+++ Texte extrait

Pierre-Henri Thomas

Aurons-nous assez d’électricité en 2035 ?

Pierre-Henri Thomas Journaliste

C’est un record dont on se serait bien passé. Pour le huitième mois consécutif, la hausse des prix dans notre pays dépasse celle de tous les autres pays de la zone euro. Entre novembre 2023 et novembre 2024, l’inflation en Belgique a augmenté de 5%, alors qu’elle se limitait à 2,2% en France et 3,1% en Allemagne. Une inflation portée par les prix des produits alimentaires (+ 6% en un an) et surtout, par les prix de l’énergie qui ont flambé de 16,5% en un an. Cela s’explique en partie par la disparition du forfait de base sur le gaz et l’électricité dont bénéficiaient les ménages, mais aussi, simplement, par la flambée du gaz. Et cela ne devrait pas s’arranger. Les contrats à terme en gaz naturel, sur le marché de référence néerlandais, sont passés de 31 euros/MWh en août, à près de 49 euros aujourd’hui.

On n’en sort pas : ce qui sape le dynamisme de notre économie, et plus spécialement de notre industrie, ce sont les prix de l’énergie trop élevés qui reflètent un manque de vision stratégique, ainsi qu’une politique de prébende mise en place depuis des décennies et qui fait que certains distributeurs, structurés en intercommunales, surtout en Wallonie, vivent très bien. Dans une Europe où les industries paient en moyenne leur électricité et leur gaz deux, trois, voire quatre fois plus cher qu’en Chine ou aux États-Unis, les entreprises wallonnes s’inquiètent naturellement de la situation. Un collectif regroupant les grandes fédérations patronales a publié une carte blanche, voici une dizaine de jours, dans laquelle il estime que le doublement des tarifs de transmission de l’électricité, décidé pour le mois de janvier prochain, devrait représenter une hausse de 6 euros par MWh sur la facture des entreprises.

“Si l’on veut avoir en suffisance une électricité décarbonée, relativement abordable, dans les 10 à 15 ans, on ne pourra pas se passer d’un nouveau parc nucléaire.”

Mais c’est sur le long terme que l’incurie politique se manifeste avec le plus d’acuité. On le sait et on le répète, nous n’avons toujours pas de plan énergétique crédible pour l’après 2035. Nous avons pu mettre une rustine, qui nous coûte cher, en signant avec Engie un contrat pour prolonger deux réacteurs pour 10 ans. Mais Engie a bien fait savoir qu’il n’irait pas au-delà.

++++++

Exercice court 1:
Transcrivez fidèlement le passage de l'article sur les prix de l'énergie qui commence par « Mais c’est sur » et se poursuit jusqu'à « n’irait pas au-delà. ».
L'article et les lignes de données proviennent de sources distinctes.

+++ Données fournies

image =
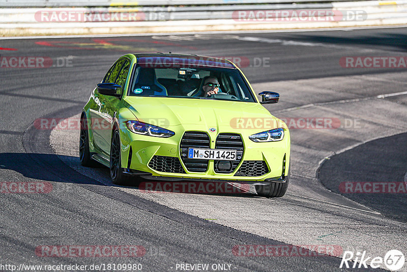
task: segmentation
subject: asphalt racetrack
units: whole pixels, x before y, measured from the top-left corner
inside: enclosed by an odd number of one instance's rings
[[[344,58],[398,60],[406,50],[403,28],[0,40],[0,271],[125,270],[119,264],[152,271],[391,270],[388,262],[339,266],[346,251],[370,260],[391,250],[407,254],[407,69],[383,61],[346,67]],[[266,107],[290,128],[292,176],[283,198],[259,197],[252,187],[213,195],[115,185],[107,169],[80,166],[79,129],[36,125],[78,118],[120,56],[169,51],[227,57],[256,93],[280,93]],[[304,126],[301,118],[336,125]],[[42,182],[45,193],[10,192],[15,182]],[[346,182],[361,183],[362,191]],[[120,254],[95,254],[120,246]],[[81,247],[93,253],[78,253]]]

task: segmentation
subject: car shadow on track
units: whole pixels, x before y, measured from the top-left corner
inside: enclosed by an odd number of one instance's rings
[[[67,164],[67,162],[69,163]],[[12,170],[29,179],[80,184],[93,184],[138,189],[146,194],[192,194],[244,198],[258,198],[254,188],[248,184],[208,181],[156,181],[135,177],[129,177],[125,183],[117,185],[110,179],[109,170],[86,168],[80,165],[79,158],[54,154],[28,153],[0,153],[0,171]],[[84,174],[87,172],[90,175]],[[16,181],[16,175],[3,175]]]

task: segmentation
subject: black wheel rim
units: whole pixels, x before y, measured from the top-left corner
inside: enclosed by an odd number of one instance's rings
[[[115,179],[118,176],[118,172],[120,166],[120,139],[119,133],[114,133],[111,141],[110,148],[110,176]]]
[[[85,120],[80,120],[80,137],[79,138],[79,158],[83,161],[85,157],[85,150],[88,142],[88,129]]]

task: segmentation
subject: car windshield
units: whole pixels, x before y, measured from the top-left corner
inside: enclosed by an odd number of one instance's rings
[[[237,69],[167,66],[138,64],[128,95],[256,102]]]

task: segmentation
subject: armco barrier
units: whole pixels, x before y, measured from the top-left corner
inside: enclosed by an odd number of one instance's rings
[[[205,2],[229,3],[216,6],[42,8],[39,7],[39,4],[37,8],[1,8],[0,36],[275,30],[407,24],[407,0],[333,3],[323,1],[309,3],[302,0],[303,4],[284,4],[284,1],[279,0],[278,4],[261,5],[241,3],[265,2],[228,0]],[[10,5],[22,3],[17,0],[6,2]],[[32,5],[32,3],[43,2],[37,0],[30,3]],[[102,2],[89,1],[85,4],[97,3],[103,6]],[[151,5],[159,2],[170,2],[167,5],[175,5],[175,3],[183,1],[152,1]],[[47,3],[46,6],[49,7],[57,2],[49,0]],[[111,2],[103,3],[105,7],[108,4],[109,6],[112,4]],[[230,5],[230,3],[239,4]],[[5,0],[0,3],[4,5]],[[83,2],[82,5],[84,5]]]
[[[347,0],[337,0],[346,1]],[[331,2],[331,0],[302,0],[301,2]],[[0,7],[130,7],[189,6],[209,5],[264,4],[293,3],[292,0],[207,0],[196,2],[188,0],[1,0]]]

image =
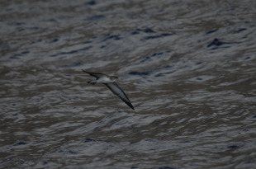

++++++

Exercice court 2:
Reproduisez les lignes de données depuis leur début jusqu'à la ligne contenant « [[[237,69],[167,66],[138,64],[128,95],[256,102]]] » incluse, en remplaçant « whole pixels » par « integer pixels » sans rien changer d'autre. Omettez les images dans votre réponse.

Réponse attendue 1:
Mais c’est sur le long terme que l’incurie politique se manifeste avec le plus d’acuité. On le sait et on le répète, nous n’avons toujours pas de plan énergétique crédible pour l’après 2035. Nous avons pu mettre une rustine, qui nous coûte cher, en signant avec Engie un contrat pour prolonger deux réacteurs pour 10 ans. Mais Engie a bien fait savoir qu’il n’irait pas au-delà.

Réponse attendue 2:
image =
task: segmentation
subject: asphalt racetrack
units: integer pixels, x before y, measured from the top-left corner
inside: enclosed by an odd number of one instance's rings
[[[344,58],[398,60],[406,50],[403,28],[0,40],[0,271],[125,270],[119,264],[152,271],[391,270],[388,262],[339,266],[346,251],[370,260],[391,250],[407,254],[407,69],[383,61],[346,67]],[[266,107],[290,128],[292,176],[283,198],[259,197],[252,187],[213,195],[115,185],[107,169],[80,166],[79,129],[36,125],[78,118],[120,56],[169,51],[227,57],[256,93],[280,93]],[[304,126],[301,118],[336,125]],[[42,182],[45,193],[10,192],[15,182]],[[346,182],[361,183],[362,191]],[[120,254],[95,254],[120,246]],[[81,247],[93,253],[78,253]]]

task: segmentation
subject: car shadow on track
units: integer pixels, x before y, measured from the top-left corner
inside: enclosed by an odd number of one instance's rings
[[[67,164],[67,162],[69,163]],[[12,170],[29,179],[80,184],[93,184],[138,189],[146,194],[192,194],[244,198],[258,198],[254,188],[248,184],[208,181],[156,181],[135,177],[129,177],[125,183],[117,185],[110,179],[109,170],[86,168],[80,165],[79,158],[54,154],[28,153],[0,153],[0,171]],[[84,174],[87,172],[90,175]],[[16,181],[16,175],[3,175]]]

task: segmentation
subject: black wheel rim
units: integer pixels, x before y, measured from the top-left corner
inside: enclosed by an odd number of one instance's rings
[[[115,179],[118,176],[118,172],[120,166],[120,139],[119,133],[114,133],[111,141],[110,148],[110,176]]]
[[[85,120],[80,120],[80,137],[79,138],[79,158],[83,161],[85,157],[85,150],[88,142],[88,129]]]

task: segmentation
subject: car windshield
units: integer pixels, x before y, measured from the top-left corner
inside: enclosed by an odd number of one instance's rings
[[[237,69],[167,66],[138,64],[128,95],[256,102]]]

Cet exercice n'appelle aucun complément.